--- start of Supplied records ---

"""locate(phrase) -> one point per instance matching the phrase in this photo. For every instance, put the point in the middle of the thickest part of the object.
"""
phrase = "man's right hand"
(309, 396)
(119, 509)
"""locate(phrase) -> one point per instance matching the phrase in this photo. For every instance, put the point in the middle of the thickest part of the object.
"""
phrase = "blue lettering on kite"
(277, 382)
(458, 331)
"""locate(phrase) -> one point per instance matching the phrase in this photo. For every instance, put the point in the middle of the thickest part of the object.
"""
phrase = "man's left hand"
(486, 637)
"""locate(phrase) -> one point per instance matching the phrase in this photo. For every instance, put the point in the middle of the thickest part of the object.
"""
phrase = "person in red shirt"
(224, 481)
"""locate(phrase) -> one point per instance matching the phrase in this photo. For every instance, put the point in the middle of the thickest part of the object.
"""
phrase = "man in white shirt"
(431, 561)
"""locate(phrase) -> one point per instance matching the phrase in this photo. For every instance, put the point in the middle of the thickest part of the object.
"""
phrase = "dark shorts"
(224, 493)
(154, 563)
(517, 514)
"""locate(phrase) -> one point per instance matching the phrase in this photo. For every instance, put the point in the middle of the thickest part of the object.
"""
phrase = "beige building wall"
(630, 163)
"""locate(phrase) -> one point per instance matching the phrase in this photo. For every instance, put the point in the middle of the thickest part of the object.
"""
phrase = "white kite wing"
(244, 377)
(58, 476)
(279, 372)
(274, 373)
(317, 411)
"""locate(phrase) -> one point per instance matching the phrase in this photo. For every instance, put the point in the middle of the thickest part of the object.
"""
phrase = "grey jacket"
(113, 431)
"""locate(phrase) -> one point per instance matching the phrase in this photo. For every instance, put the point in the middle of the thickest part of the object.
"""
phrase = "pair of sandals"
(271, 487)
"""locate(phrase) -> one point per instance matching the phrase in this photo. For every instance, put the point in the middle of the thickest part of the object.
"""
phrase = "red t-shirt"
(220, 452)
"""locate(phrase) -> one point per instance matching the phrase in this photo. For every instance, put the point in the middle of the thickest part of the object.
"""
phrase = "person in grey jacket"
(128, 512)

--- end of Supplied records ---
--- start of Supplied records ---

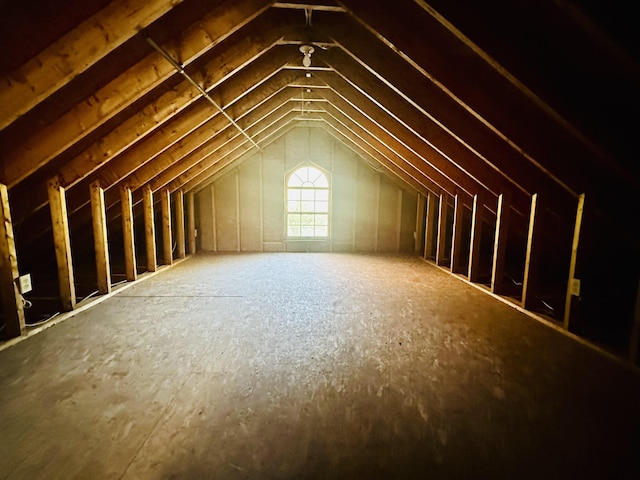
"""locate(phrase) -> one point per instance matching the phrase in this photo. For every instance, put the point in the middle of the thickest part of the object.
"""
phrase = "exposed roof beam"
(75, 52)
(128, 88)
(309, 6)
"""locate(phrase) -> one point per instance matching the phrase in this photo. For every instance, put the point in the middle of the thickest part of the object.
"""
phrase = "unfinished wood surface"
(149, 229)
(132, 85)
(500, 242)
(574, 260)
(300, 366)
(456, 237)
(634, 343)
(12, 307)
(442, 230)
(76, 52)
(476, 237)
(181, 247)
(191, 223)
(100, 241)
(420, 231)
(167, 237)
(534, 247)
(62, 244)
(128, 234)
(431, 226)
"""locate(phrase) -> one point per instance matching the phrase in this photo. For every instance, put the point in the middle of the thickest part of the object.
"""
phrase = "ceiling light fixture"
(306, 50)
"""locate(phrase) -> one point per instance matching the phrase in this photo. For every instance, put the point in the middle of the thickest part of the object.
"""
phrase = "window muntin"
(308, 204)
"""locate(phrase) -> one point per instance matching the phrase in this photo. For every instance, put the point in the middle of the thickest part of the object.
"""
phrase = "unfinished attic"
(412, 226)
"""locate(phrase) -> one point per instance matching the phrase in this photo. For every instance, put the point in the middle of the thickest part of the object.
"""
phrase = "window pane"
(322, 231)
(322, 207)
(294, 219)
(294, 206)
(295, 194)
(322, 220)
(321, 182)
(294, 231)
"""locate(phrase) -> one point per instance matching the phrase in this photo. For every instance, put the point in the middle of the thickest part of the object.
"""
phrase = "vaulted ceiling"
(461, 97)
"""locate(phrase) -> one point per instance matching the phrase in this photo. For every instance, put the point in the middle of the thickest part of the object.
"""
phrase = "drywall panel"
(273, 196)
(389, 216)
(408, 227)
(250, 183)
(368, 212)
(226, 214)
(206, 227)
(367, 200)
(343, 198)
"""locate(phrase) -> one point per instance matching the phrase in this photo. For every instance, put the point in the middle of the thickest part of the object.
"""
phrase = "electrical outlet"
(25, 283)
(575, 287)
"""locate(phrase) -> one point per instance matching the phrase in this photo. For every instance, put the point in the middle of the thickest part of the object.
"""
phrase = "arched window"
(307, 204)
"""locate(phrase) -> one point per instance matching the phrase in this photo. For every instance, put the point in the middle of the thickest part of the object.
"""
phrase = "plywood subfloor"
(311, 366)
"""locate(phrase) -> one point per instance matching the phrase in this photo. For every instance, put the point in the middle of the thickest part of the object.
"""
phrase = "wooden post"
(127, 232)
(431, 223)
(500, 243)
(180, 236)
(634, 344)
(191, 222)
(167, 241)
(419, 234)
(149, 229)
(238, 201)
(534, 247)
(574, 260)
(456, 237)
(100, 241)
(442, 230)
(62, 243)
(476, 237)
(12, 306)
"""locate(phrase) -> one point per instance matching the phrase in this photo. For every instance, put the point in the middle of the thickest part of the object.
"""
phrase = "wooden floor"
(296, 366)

--- end of Supplied records ---
--- start of Supplied records ---

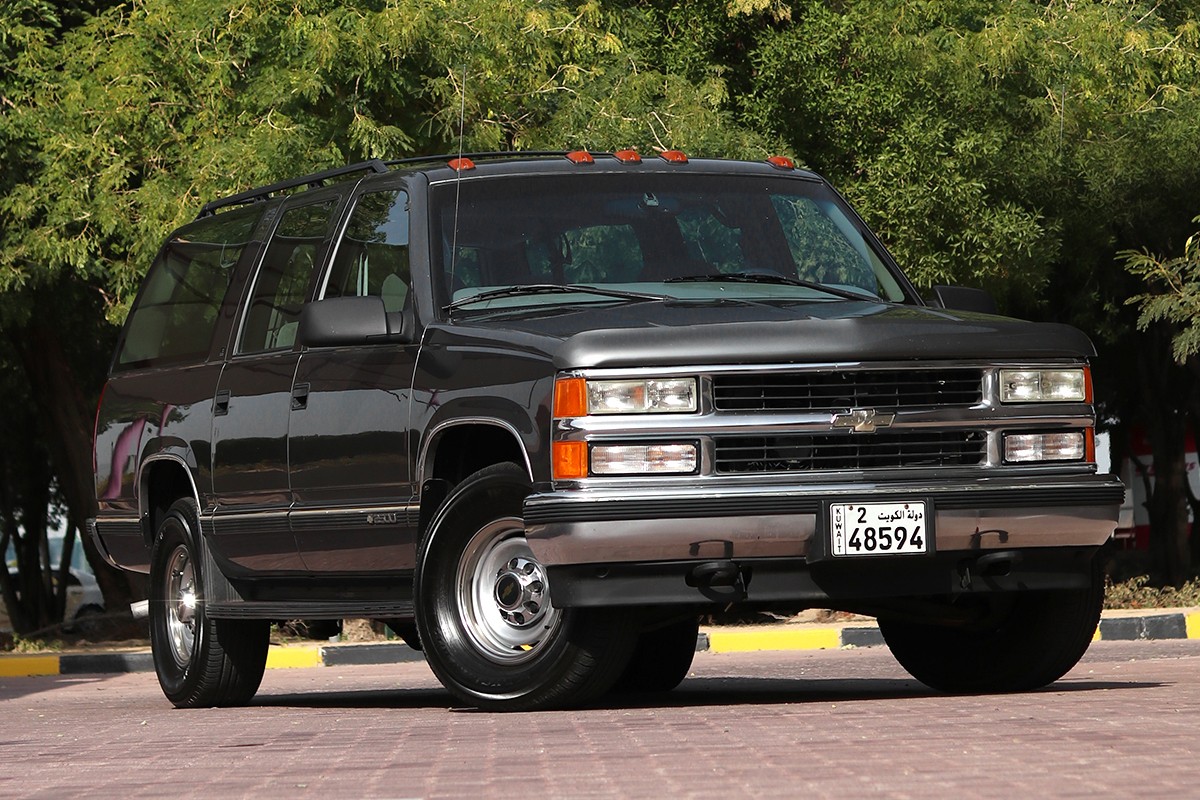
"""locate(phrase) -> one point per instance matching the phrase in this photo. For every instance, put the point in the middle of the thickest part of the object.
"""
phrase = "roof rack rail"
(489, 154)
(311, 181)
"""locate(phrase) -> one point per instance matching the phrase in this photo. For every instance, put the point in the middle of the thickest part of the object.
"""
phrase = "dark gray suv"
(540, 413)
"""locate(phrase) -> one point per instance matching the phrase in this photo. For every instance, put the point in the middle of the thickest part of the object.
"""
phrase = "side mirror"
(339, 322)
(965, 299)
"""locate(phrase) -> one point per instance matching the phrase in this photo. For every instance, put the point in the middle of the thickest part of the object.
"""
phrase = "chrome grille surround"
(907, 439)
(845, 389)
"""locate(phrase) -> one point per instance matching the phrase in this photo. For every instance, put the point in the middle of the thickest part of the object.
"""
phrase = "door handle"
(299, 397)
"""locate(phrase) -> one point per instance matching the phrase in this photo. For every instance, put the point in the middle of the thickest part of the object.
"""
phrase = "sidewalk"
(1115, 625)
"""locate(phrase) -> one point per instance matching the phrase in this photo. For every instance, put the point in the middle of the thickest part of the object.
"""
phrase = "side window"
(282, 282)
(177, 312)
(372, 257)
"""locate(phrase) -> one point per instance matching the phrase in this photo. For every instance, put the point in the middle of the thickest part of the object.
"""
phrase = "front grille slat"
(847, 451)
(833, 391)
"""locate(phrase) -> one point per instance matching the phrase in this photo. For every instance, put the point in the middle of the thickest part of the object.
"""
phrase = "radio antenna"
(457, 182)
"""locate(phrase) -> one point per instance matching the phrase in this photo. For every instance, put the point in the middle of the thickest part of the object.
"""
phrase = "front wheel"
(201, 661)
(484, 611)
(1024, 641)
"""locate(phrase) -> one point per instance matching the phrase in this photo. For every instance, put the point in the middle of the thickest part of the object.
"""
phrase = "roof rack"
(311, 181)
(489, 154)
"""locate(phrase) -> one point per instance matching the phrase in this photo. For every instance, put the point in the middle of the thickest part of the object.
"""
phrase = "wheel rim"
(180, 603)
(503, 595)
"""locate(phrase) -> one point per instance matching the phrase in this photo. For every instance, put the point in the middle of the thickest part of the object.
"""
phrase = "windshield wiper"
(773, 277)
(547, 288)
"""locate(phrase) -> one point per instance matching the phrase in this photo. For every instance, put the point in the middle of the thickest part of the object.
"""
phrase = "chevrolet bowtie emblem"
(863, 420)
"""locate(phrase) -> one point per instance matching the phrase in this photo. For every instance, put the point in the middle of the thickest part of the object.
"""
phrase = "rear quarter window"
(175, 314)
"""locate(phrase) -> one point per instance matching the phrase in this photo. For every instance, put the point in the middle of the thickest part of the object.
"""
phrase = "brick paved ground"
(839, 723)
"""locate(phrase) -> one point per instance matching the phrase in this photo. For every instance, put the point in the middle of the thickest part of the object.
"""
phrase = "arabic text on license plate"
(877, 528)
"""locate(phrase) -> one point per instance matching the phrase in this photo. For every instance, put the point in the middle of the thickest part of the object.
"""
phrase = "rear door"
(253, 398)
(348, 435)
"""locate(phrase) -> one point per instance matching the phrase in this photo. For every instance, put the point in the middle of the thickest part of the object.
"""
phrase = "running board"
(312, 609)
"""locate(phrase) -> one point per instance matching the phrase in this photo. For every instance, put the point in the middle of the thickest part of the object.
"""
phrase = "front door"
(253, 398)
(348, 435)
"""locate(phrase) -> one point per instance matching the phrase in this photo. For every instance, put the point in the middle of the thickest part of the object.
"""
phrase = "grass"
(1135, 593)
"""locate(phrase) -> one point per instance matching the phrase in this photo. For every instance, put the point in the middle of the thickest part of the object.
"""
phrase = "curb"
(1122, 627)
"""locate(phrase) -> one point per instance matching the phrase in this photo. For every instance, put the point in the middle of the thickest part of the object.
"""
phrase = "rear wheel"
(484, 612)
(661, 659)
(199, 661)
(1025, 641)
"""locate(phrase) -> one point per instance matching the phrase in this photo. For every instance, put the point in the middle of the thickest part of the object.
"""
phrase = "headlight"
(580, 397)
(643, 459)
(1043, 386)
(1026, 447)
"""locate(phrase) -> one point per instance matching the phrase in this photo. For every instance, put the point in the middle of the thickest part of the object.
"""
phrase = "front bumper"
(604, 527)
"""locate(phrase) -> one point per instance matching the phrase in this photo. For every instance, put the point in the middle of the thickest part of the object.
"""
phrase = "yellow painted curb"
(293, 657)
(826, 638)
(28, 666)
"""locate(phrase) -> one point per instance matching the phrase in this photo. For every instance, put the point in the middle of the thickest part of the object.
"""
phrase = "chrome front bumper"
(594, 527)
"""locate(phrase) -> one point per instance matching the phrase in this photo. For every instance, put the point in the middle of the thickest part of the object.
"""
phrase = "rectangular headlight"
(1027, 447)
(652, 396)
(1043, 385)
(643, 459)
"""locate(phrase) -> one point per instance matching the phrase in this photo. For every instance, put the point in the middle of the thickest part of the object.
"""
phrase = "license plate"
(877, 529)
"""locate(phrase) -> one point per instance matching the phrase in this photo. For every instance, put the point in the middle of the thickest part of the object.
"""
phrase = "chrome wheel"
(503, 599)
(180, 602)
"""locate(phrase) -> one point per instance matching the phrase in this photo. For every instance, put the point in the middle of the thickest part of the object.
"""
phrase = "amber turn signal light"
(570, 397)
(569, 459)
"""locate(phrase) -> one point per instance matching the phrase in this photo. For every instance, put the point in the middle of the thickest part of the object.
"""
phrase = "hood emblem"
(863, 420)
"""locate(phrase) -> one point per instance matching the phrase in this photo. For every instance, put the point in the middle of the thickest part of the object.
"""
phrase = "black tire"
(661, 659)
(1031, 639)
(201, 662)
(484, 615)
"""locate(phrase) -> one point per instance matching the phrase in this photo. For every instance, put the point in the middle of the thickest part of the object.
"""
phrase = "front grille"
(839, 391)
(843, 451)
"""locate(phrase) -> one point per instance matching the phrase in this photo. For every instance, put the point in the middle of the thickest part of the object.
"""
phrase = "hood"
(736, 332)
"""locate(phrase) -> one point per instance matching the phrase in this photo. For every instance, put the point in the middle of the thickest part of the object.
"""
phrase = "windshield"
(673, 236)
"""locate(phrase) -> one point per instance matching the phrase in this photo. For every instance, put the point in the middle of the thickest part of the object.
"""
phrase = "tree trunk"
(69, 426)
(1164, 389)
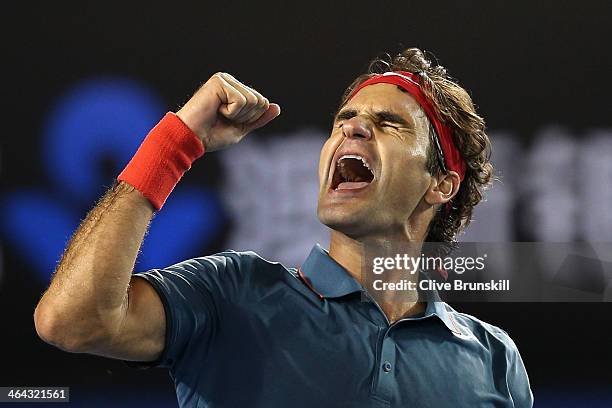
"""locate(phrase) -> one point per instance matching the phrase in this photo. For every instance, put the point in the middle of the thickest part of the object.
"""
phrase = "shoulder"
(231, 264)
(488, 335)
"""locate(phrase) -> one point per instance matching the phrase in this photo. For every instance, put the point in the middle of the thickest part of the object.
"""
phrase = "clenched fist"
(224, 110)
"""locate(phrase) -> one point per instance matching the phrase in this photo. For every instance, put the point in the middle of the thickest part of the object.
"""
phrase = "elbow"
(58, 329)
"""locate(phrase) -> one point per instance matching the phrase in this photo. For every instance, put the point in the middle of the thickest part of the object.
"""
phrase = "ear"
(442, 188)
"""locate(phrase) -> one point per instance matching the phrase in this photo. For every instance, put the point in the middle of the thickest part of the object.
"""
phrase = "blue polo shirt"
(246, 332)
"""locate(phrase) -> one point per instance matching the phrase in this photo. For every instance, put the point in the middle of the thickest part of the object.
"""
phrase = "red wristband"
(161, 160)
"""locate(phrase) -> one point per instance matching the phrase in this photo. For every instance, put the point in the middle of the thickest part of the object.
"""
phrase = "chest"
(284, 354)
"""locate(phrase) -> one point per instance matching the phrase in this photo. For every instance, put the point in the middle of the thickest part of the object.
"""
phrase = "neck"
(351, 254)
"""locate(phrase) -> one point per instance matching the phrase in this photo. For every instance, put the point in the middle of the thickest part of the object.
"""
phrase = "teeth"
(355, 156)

--- end of Supplied records ---

** Goal of the exercise **
Count the lines of the records above that contain the word "license" and give only that number.

** Solution to this task **
2